(Given request) Copy every line of the data exactly, leaving nothing out.

★ ★ ★ ★ ★ ★ ★

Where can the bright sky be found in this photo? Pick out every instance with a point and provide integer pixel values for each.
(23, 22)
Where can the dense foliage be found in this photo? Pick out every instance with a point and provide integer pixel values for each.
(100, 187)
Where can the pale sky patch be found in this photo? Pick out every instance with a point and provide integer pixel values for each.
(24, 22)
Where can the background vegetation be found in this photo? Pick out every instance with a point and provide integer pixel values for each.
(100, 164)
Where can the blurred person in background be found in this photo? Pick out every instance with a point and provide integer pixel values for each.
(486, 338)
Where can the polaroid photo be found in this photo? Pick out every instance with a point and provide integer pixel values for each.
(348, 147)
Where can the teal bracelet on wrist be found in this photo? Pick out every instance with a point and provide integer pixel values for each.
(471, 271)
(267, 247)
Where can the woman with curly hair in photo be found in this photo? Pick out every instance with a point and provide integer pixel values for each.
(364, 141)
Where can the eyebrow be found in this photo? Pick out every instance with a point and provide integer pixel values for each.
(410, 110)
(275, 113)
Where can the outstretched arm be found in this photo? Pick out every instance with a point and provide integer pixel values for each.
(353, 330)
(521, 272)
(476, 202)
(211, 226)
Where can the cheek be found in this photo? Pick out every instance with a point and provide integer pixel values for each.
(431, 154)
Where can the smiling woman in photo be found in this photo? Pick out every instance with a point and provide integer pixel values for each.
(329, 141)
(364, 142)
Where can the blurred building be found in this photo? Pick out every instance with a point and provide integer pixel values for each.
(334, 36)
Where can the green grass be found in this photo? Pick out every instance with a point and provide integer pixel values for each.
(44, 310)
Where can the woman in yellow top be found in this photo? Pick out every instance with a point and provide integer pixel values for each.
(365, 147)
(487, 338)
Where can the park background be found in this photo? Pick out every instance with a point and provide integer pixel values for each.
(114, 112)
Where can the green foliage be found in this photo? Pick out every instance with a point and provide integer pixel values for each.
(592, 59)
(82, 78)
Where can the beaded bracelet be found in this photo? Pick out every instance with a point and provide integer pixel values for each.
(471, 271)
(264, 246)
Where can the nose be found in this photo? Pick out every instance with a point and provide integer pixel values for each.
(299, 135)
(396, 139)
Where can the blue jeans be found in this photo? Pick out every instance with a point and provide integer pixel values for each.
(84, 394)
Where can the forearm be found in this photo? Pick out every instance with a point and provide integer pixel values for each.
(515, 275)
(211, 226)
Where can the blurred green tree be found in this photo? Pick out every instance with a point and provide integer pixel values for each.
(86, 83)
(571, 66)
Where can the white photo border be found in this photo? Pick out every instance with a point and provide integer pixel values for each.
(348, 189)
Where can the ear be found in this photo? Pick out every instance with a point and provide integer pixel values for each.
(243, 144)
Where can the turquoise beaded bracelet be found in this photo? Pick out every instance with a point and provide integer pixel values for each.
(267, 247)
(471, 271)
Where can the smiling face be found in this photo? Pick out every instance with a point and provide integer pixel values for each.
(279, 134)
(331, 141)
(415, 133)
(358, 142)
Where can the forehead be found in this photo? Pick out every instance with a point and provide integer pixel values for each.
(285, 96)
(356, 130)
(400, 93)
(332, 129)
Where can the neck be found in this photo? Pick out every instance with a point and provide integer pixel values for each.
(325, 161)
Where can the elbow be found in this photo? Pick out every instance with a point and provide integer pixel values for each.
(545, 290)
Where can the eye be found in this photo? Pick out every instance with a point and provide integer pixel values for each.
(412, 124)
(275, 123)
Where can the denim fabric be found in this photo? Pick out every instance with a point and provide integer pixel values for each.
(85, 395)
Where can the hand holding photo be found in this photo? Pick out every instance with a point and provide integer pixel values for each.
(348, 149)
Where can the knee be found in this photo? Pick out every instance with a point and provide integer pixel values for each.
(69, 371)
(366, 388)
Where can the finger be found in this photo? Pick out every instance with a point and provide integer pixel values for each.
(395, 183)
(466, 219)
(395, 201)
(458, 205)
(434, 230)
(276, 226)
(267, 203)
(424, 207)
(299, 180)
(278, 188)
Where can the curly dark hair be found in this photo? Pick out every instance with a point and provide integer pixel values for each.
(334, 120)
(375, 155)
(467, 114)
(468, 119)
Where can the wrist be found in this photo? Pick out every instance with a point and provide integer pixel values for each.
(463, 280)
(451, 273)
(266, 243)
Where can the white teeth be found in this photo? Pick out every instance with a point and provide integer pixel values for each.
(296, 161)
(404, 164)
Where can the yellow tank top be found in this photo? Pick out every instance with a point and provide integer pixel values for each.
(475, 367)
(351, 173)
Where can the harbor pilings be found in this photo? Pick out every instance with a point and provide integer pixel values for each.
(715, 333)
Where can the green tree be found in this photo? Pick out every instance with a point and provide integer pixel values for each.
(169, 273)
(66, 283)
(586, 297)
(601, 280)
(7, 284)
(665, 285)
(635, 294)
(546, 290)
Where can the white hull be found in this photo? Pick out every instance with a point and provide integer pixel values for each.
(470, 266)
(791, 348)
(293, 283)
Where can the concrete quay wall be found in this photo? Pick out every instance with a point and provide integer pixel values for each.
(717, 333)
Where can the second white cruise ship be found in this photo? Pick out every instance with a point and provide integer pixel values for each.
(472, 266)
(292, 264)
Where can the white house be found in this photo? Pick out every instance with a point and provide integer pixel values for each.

★ ★ ★ ★ ★ ★ ★

(Answer to this problem)
Where can the bright sky be found in this photo? Pick out every instance with a point and provide integer pixel values for each.
(23, 22)
Where can the dense foliage be found in this photo? Pick out every instance with a point and provide integer pixel values for each.
(100, 187)
Where can the pale sky patch be found in this photo? Pick out every instance with a point and provide integer pixel values for each.
(24, 22)
Where can the background vegetation be found in this photo? Pick out every instance with a point and provide integer pixel values for each.
(100, 164)
Where can the blurred person in background be found in this photo? Pick out every instance with a point and provide integer pixel values for each.
(486, 338)
Where can the polaroid photo be found in this photo? Pick out every instance with a point and provide integer pixel values for each.
(348, 147)
Where can the teal bracelet on wrist be found in this photo? Pick out every instance with a point and provide integer pixel values for each.
(471, 271)
(267, 247)
Where can the woman with curly hair in photo be found in this photo? Pick out every instance with a point and provide integer pixel values for each.
(364, 141)
Where can the eyebrow be found in this photo? Pick out every instance with a point and provide integer pixel values for each.
(410, 110)
(275, 113)
Where can the outstretched arm be found in this photo? Pick out every instance with a point and provide integer pixel values for each.
(353, 330)
(521, 272)
(476, 202)
(211, 226)
Where can the cheek be found in this photo? Pick out every instance with a point and provide integer pixel values for each.
(431, 154)
Where can the smiling woman in photo be found in this photo? Pick out every instance with a point and provide integer pixel values for each.
(329, 141)
(364, 142)
Where can the blurred building be found in this photo? Pick out every instance with a point and provide integer pixel values for each.
(334, 36)
Where can the green grass be found in this photo? Pick out every instance with a point and provide integer pixel values for each.
(44, 310)
Where can the woman in yellow top be found in this photo? Pick out every instance with a point and provide integer pixel values for each.
(365, 147)
(487, 338)
Where can the park background be found in this photo? Pick out every instance with a point and provide integer pixel values for each.
(114, 112)
Where can the green foliage be found in this photo? Pick out every instance with a point and provide integer pixel values for each.
(592, 59)
(82, 78)
Where can the beaded bracelet be found in this photo? Pick out every instance with a point and provide integer pixel values for each.
(471, 271)
(264, 246)
Where can the nose be found in this photo? Pick out every instance with a point and provide integer pixel values for each.
(299, 135)
(396, 139)
Where can the blue jeans be found in this photo? Pick out every instance with a point and provide integer pixel values for each.
(84, 394)
Where can the forearm be found in this photo? Pick out every instance with a point and provide integer pixel values for each.
(515, 275)
(211, 226)
Where can the blurred green tree be found in this photo? Pick out every instance with a point and provide integer pixel values for each.
(86, 83)
(571, 66)
Where can the white photo border be found in this photo? Pick out every instance with a point and provide integer pixel values for each.
(348, 189)
Where can the ear be found in this photo? Pick out every instance with a point and provide integer pixel values for each.
(243, 144)
Where can the turquoise beaded bracelet be found in this photo? Pick out every instance with a point and provide integer pixel values for each.
(267, 247)
(471, 271)
Where can the smiling face be found in this photo? Pick out every instance with a point and provide integer pixel values for each.
(279, 134)
(331, 141)
(415, 133)
(358, 142)
Where can the forehead be found in this photo? Pick out every instance with a point and provide integer pixel values for each.
(285, 96)
(356, 130)
(400, 93)
(332, 129)
Where can the neck be found in this photo? Pick out every instance with a point and provide integer pixel values for each.
(325, 161)
Where can the elbow be found in this photo? Pick out every instance with a point and provide integer pixel values for each.
(545, 290)
Where can the eye be found in this photo? Pick out every instance with a point and provide integer pixel values for each.
(412, 124)
(275, 123)
Where can the denim fabric be found in this photo? Pick out every instance with a point and provide integer pixel values for each.
(85, 395)
Where can the hand holding photo be found in this photo? Pick out every instance with a point and provide integer pixel values for each.
(348, 149)
Where can the knee be found in this photo? Pick out every instance with a point and provide integer pixel values for each.
(69, 371)
(366, 388)
Where can the finger be found in this photo? Pick out every instance with a point and provide integer pixel values for each.
(395, 183)
(466, 219)
(395, 201)
(458, 205)
(434, 230)
(276, 226)
(267, 203)
(424, 207)
(299, 180)
(278, 188)
Where can the curly dark hair be found in this photo? Pick out every instance with a point and provide integer pixel values for each.
(334, 120)
(375, 155)
(467, 114)
(468, 119)
Where can the wrist be found in this photo? Pick out every instance with a point and provide integer pixel values for each.
(463, 280)
(451, 273)
(266, 243)
Where can the white teeth be found in this photo? Pick out every instance with a point and provide integer pixel values for each.
(296, 161)
(404, 164)
Where can the yellow tank top be found in this photo? Pick out every instance with a point and provide integer pixel values for each.
(475, 367)
(351, 173)
Where can the harbor pilings be found in this photo? Pick out every instance with a point and provide integer pixel values for each.
(715, 333)
Where can the green tree be found in this photo? Pick out every instance with a point and provide integer pixel values for each.
(169, 273)
(66, 283)
(586, 297)
(601, 280)
(7, 284)
(665, 285)
(635, 294)
(546, 290)
Where can the white hull be found in this photo? Pick out every instance with a point and provide integer pixel values for each.
(470, 266)
(791, 348)
(293, 283)
Where can the concrete quay wall be found in this photo? Pick out every instance with a point and provide integer pixel values for each.
(717, 333)
Where can the second white cruise ship be found in this photo? Pick out every instance with a point and provide integer pixel values for each.
(472, 266)
(292, 264)
Where can the white house be found in this photo? Pick out every instance with a point and provide integer pixel values for each.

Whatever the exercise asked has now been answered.